Противоположность либерального и националистического дискурсовВзятые в идеально-типическом измерении, дискурсы национализма и либерализма представляют собой взаимную противоположность. Продемонстрируем ее в таблице 2[184].
Таблица 2. Противоположность национализма и либерализма

Таблица 2 (продолжение)

Противоположность (логико-теоретическая, не историческая) либерализма и национализма обусловлена различием их подходов к проблеме легитимации.
В самом деле, каким образом может быть оправдана и обоснована власть? При каких условиях некоторый социальный порядок может считаться легитимным? Существуют, строго говоря, два основных ответа на этот вопрос, которые хорошо иллюстрирует следующая схема, предложенная Жаном-Франсуа Лиотаром и представленная нами в виде таблицы 3[185].
Таблица 3. Два типа легитимации власти

Первый подход, провозглашая «торжество Закона», полностью отвлекается от исторической конкретики. Правление закона (rule of law) не нуждается в обращении к специфическим особенностям того или иного коллектива (народа, нации). Закон действует не потому, что выражает чью-то (партикулярную) волю, а потому, что он (универсально) разумен. Согласно другому подходу, социальные и политические институты только тогда могут считаться легитимными, когда соответствуют традиции. А носителем традиции всегда выступает конкретная общность — языковая, религиозная и т. д.
В первом случае, когда апеллируют к «воле народа» как источнику легитимности власти, последняя выступает как чисто политический (и правовой) принцип. Во втором случае «народ», на волю которого опираются, есть сообщество происхождения. Правовая аргументация здесь подменяется (или «дополняется») этнической.
Стоит еще раз напомнить то, о чем мы говорили в главе первой. Принцип «нации» изначально амбивалентен. Он может быть использован и в ходе легитимации первого типа (через анонимный закон), и легитимации второго типа (через идентичность общности). Провозглашение верховенства «нации» — это и провозглашение демократического суверенитета (власти народа, «демоса»), и апелляция к конкретно-историческому сообществу — «этносу». Отсюда и проистекает дилемма либерализм — национализм. Либерализм подчеркивает гражданский смысл понятия «нация». Нация — это прежде всего сообщество, основанное на общем (само)управлении. Национализм делает упор на этническом (культурно-этническом) значении этого понятия. Нация здесь — сообщество, основанное на общей культуре и общем происхождении (вернее, на вере в общее происхождение).
Логико-теоретическую несовместимость национализма и либерализма можно проиллюстрировать на примере истолкования этими идеологиями отношения государство — общество. Либерализм понимает данное отношение как оппозицию.

■ Рабочие указания
Переведите на английский язык предложение из текста о либерализме и национализме: «Либерализм подчеркивает гражданский смысл понятия „нация“.»

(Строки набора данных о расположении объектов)
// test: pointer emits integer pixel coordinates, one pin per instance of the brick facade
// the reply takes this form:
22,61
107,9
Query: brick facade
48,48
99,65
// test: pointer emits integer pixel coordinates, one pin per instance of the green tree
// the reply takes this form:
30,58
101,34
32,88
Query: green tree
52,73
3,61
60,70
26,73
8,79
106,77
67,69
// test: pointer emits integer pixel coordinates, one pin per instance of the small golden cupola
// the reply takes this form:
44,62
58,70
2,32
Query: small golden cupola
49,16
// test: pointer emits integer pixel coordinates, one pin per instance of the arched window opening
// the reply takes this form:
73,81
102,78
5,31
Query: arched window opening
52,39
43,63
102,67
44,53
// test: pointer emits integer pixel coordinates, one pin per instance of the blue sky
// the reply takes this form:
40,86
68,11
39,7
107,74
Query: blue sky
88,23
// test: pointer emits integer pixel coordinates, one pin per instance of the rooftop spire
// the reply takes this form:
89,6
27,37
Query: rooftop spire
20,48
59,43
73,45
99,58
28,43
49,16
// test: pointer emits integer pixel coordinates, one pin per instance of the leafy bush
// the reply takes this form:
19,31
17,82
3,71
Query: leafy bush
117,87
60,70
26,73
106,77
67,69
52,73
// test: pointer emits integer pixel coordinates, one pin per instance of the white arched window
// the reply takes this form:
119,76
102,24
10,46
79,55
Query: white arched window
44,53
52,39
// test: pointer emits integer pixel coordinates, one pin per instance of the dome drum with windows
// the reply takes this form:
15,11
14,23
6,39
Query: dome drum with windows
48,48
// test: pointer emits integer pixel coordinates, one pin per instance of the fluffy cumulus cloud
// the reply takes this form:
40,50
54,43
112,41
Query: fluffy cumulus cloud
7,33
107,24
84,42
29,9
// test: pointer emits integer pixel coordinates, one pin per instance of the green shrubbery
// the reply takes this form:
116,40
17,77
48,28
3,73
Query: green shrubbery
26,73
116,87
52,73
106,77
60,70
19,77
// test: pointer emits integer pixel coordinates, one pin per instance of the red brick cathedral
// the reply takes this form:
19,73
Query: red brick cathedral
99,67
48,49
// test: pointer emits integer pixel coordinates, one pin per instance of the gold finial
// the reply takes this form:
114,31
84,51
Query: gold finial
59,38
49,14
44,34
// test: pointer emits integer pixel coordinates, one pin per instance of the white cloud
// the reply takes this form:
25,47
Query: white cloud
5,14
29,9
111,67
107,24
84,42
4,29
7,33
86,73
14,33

■ Готовый ответ
Liberalism emphasizes the civic meaning of the concept of "nation."